__Exercise__.
Please sum up the passage on kindergarten and the home below in two sentences.

__Source text__.

There is a very close bond between the kindergarten and the home; and the closest of all is, of course, the child itself. The first thing learned, perhaps, is cleanliness. Both the child and the mother soon learn that. In the case of the mother lack of hygiene means lack of knowledge; she is quick to learn and to profit by her new knowledge.

Again, the success of the kindergarten method in the management of the child is a revelation to the parents. They naturally come to acquire new parental manners. One philosophical observer of the good effects of the kindergarten said lately: "I used to hit my Josie something awful, and now I don't."

The whole family comes under the influence of what I may call the kindergarten charm. A change comes over the little children. The kindergarten songs and games are introduced into the home. The father often is deeply interested, learns the songs, supplements the handiwork of the children. One father said to the mother: "Be sure and go to the meeting; when you get home you always act lively, as you did before we were married." Two mothers said to the same teacher, lately, that they dreaded promotion for their children, as they would "rather they would be trained than taught." "Many mothers laughingly informed me," one of the teachers says, "that no one of the various members of the family was exempt from the criticism of the table manners." This reversal as to the usual source of home instruction is, in the circumstances, necessary and helpful, and tends powerfully to social improvement. It often leads also, to be sure, to the inevitable tragedy, later in life, that comes from separation in sentiment, such as is depicted in Tourguéneff's Fathers and Sons; but in the case of a new national environment this cannot be helped; it is, in fact, wholesomely evolutionary. Kindergarten children are more willing and better assistants to their mothers than the older children who have not been in kindergarten. Tidiness in the home with regard to the children's playthings is the direct effect of the "putting away" in the kindergarten. Personal cleanliness, as intimated, is the first note struck by the kindergarten-and it reverberates promptly in the home.

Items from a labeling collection
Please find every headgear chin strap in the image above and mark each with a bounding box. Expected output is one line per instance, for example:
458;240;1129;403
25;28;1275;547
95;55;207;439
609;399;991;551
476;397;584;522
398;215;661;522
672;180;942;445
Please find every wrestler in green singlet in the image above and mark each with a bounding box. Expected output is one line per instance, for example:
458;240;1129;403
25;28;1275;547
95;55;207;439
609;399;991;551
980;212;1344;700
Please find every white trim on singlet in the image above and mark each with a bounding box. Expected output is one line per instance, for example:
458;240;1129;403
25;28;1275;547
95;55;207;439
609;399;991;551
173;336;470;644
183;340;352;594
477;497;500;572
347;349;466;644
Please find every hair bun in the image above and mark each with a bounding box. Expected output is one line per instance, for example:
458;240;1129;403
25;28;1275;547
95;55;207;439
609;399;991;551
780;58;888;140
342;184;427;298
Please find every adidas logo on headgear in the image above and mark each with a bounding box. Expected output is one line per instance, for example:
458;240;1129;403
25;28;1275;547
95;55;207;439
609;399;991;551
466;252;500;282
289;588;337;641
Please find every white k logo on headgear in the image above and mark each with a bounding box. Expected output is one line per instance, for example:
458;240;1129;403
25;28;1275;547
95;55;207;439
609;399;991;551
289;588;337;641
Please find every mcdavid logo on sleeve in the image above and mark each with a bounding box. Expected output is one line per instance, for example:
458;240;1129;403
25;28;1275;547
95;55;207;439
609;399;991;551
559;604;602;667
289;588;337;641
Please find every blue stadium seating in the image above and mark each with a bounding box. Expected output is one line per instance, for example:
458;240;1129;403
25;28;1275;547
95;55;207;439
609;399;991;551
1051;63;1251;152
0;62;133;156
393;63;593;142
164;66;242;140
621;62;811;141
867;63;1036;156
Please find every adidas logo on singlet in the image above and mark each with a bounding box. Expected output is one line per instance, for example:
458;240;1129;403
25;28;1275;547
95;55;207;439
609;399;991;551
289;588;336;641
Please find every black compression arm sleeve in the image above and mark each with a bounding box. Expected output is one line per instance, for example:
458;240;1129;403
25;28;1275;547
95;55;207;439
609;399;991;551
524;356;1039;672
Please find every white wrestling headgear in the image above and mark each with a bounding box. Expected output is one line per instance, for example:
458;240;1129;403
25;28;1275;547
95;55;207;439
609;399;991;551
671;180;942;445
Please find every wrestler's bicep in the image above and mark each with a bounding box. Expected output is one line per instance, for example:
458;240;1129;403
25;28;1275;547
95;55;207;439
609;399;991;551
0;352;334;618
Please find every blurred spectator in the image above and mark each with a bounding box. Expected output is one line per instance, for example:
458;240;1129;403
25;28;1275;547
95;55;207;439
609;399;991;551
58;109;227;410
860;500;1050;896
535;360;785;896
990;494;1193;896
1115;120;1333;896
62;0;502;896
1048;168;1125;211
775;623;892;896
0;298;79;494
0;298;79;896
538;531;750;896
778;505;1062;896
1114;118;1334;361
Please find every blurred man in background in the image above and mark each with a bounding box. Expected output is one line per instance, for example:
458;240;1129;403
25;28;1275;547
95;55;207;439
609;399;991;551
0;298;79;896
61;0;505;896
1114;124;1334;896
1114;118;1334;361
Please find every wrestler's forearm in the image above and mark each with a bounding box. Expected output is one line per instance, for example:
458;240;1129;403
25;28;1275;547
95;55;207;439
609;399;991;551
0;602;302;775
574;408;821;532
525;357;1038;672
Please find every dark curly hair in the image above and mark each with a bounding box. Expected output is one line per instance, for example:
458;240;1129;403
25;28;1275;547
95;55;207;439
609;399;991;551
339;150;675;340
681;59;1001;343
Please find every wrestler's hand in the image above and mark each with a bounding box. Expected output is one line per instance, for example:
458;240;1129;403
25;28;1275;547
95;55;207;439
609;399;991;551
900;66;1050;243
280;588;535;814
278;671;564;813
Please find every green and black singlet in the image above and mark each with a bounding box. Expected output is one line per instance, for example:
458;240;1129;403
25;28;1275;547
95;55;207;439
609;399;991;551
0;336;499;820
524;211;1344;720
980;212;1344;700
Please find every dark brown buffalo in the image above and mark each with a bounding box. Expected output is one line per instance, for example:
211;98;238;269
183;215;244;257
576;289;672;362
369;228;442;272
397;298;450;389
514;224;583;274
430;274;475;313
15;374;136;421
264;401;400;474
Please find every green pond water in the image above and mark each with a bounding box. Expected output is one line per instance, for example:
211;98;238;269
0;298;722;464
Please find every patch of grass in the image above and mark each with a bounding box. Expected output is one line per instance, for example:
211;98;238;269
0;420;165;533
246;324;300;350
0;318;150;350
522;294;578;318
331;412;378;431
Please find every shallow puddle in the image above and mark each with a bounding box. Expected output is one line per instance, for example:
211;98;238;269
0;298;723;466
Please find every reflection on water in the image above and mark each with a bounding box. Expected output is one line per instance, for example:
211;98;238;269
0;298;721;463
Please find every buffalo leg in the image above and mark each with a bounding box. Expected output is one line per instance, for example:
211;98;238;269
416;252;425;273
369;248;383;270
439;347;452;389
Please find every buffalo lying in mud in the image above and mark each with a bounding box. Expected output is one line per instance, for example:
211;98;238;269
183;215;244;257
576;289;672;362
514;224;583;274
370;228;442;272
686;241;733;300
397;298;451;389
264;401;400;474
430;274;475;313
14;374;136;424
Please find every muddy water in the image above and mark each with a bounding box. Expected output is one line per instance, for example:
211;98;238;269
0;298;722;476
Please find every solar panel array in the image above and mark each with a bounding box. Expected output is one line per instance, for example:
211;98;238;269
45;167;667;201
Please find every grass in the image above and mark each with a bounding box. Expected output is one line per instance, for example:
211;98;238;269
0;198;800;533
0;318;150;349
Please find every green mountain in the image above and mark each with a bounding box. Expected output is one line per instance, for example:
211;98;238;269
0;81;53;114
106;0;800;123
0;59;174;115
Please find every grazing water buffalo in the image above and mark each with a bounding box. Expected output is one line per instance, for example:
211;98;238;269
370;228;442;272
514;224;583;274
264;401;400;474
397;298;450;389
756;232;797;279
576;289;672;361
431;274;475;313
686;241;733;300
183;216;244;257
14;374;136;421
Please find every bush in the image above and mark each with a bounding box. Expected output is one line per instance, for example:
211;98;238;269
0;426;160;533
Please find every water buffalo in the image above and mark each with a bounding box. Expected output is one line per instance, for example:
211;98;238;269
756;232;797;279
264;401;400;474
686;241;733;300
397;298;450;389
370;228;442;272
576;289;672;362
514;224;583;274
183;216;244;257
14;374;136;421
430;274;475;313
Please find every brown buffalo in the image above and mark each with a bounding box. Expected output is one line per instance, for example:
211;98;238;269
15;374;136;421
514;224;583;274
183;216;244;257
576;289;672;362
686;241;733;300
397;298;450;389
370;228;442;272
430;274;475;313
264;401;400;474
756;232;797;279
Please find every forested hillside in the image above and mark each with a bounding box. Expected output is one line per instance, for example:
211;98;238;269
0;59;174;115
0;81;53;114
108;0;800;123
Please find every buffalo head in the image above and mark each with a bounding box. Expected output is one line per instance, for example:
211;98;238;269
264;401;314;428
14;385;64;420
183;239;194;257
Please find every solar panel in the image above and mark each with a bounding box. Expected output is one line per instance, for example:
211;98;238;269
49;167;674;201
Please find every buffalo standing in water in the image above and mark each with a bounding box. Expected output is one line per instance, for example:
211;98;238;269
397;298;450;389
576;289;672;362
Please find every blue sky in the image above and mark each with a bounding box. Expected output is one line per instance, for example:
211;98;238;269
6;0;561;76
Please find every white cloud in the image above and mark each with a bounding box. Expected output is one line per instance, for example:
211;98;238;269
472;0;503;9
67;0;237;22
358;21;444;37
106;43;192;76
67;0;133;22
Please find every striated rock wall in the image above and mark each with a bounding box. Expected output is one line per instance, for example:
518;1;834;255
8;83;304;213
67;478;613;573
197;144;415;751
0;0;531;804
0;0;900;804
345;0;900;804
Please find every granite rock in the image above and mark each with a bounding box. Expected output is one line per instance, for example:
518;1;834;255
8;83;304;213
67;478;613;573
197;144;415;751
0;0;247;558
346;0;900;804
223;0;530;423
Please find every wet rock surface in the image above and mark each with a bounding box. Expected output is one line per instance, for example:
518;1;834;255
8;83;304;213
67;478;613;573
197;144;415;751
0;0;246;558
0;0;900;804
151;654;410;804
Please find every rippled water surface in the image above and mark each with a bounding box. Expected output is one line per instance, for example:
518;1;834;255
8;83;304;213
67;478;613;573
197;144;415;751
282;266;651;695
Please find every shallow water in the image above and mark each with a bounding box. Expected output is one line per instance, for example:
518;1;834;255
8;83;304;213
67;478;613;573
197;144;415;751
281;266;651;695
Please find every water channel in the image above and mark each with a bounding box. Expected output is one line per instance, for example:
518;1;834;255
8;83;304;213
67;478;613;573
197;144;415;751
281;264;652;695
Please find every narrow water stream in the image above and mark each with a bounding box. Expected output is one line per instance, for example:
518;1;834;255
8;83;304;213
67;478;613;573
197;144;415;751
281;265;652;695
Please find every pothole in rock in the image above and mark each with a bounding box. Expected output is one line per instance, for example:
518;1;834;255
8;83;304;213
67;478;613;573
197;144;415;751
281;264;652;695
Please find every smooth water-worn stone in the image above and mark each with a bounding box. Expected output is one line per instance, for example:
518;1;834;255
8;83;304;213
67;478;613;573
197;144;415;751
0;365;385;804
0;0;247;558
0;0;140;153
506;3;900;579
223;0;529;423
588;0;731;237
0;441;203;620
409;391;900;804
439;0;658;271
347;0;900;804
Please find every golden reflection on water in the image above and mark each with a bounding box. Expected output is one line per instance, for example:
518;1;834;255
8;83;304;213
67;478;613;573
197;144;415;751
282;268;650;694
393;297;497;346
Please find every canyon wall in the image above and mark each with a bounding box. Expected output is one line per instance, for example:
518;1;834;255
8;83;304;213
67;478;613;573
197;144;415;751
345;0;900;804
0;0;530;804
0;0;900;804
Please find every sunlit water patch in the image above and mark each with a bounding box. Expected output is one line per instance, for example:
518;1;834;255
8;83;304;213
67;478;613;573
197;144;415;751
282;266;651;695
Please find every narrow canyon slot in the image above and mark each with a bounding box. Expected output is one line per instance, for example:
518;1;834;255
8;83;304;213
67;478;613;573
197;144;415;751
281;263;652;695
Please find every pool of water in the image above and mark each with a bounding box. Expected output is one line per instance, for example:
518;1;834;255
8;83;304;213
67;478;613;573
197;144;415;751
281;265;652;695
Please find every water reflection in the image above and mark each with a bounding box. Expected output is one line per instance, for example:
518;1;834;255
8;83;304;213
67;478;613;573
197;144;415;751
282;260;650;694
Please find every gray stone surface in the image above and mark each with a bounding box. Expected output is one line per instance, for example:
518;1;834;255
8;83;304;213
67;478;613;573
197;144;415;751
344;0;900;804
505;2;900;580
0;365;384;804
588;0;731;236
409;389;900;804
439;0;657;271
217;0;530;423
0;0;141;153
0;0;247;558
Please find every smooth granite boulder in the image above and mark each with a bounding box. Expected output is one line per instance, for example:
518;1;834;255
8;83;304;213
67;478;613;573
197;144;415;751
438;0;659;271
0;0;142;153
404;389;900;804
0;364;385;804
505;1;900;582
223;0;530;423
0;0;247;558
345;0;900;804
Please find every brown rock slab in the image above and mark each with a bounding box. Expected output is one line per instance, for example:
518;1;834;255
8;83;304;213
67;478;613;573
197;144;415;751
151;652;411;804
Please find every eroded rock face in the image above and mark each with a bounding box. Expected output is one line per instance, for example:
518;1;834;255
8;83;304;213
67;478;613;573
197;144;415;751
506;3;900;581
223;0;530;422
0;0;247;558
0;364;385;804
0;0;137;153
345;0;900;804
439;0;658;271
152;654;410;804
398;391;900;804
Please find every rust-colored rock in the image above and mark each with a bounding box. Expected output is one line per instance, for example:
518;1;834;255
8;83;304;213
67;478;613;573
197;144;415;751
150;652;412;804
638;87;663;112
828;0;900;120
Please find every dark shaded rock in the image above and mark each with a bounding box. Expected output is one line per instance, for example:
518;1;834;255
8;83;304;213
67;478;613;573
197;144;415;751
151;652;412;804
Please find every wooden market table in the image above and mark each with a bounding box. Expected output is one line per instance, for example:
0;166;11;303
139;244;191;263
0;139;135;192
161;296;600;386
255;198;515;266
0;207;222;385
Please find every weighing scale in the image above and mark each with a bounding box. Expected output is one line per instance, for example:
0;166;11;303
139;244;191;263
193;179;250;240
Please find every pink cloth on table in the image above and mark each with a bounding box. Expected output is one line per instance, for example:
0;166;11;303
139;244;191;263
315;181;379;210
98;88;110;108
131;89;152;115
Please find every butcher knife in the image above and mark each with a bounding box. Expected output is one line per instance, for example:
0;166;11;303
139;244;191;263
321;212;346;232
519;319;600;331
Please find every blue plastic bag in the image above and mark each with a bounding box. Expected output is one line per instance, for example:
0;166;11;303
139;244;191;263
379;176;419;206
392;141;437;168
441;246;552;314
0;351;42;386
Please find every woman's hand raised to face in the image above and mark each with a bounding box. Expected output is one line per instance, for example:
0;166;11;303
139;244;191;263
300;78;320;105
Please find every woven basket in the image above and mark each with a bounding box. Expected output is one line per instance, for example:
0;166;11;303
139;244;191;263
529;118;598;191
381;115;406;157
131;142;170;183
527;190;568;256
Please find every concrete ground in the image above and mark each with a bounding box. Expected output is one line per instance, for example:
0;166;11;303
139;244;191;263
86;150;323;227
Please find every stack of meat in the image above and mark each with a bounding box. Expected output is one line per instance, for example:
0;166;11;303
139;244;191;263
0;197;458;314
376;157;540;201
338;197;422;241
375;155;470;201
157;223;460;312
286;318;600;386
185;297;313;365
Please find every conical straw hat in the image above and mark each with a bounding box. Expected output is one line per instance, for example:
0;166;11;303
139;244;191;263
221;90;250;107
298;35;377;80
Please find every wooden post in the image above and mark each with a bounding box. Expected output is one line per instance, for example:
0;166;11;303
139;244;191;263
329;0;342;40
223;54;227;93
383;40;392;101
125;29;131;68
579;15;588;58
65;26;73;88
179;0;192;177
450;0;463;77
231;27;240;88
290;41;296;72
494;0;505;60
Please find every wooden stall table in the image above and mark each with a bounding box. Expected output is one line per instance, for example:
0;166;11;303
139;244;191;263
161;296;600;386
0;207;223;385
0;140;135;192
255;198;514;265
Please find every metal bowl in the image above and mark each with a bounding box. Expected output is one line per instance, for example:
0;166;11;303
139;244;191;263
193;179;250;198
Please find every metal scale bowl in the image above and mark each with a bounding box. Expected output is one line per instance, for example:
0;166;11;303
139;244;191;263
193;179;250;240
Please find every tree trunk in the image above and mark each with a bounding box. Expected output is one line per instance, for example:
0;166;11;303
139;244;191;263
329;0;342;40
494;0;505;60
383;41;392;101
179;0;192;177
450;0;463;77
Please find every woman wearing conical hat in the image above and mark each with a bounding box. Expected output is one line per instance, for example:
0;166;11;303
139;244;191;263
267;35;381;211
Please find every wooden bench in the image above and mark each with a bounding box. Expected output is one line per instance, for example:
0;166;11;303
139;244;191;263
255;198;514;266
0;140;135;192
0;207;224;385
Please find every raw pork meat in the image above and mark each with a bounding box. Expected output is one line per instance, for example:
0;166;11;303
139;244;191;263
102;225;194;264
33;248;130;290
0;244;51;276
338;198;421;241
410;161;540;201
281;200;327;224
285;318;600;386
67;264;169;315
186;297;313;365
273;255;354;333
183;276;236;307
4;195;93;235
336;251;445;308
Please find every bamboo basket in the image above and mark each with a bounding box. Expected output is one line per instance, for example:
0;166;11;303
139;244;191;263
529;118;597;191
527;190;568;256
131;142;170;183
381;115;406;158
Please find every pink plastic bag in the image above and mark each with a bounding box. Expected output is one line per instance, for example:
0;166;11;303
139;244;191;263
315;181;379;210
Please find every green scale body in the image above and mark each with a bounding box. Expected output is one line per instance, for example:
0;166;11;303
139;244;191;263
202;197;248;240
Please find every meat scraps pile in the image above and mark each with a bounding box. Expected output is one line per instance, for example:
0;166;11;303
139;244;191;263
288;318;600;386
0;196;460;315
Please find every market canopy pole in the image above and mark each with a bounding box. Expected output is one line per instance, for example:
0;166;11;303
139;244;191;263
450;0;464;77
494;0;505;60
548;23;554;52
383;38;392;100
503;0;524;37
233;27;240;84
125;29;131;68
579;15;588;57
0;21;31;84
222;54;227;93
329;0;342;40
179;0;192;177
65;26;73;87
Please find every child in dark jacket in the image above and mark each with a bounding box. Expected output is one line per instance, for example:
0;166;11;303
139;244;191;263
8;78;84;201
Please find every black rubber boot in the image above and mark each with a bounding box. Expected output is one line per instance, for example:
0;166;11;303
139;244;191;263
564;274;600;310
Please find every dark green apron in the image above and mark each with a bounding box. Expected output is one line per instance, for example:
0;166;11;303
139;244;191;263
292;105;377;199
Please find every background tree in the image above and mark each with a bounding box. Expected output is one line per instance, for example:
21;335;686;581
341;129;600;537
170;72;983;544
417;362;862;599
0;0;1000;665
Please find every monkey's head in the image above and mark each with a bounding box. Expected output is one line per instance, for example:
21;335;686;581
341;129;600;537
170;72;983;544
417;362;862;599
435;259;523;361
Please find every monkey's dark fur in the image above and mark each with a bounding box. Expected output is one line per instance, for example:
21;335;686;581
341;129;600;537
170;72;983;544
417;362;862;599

__Exercise solution__.
The kindergarten forms a close bond with the home: children and mothers learn cleanliness first, and parents pick up new ways of managing their children. Its songs, games, and habits spread through the whole family, so children criticize table manners at home, help their mothers more willingly, and keep their playthings tidy.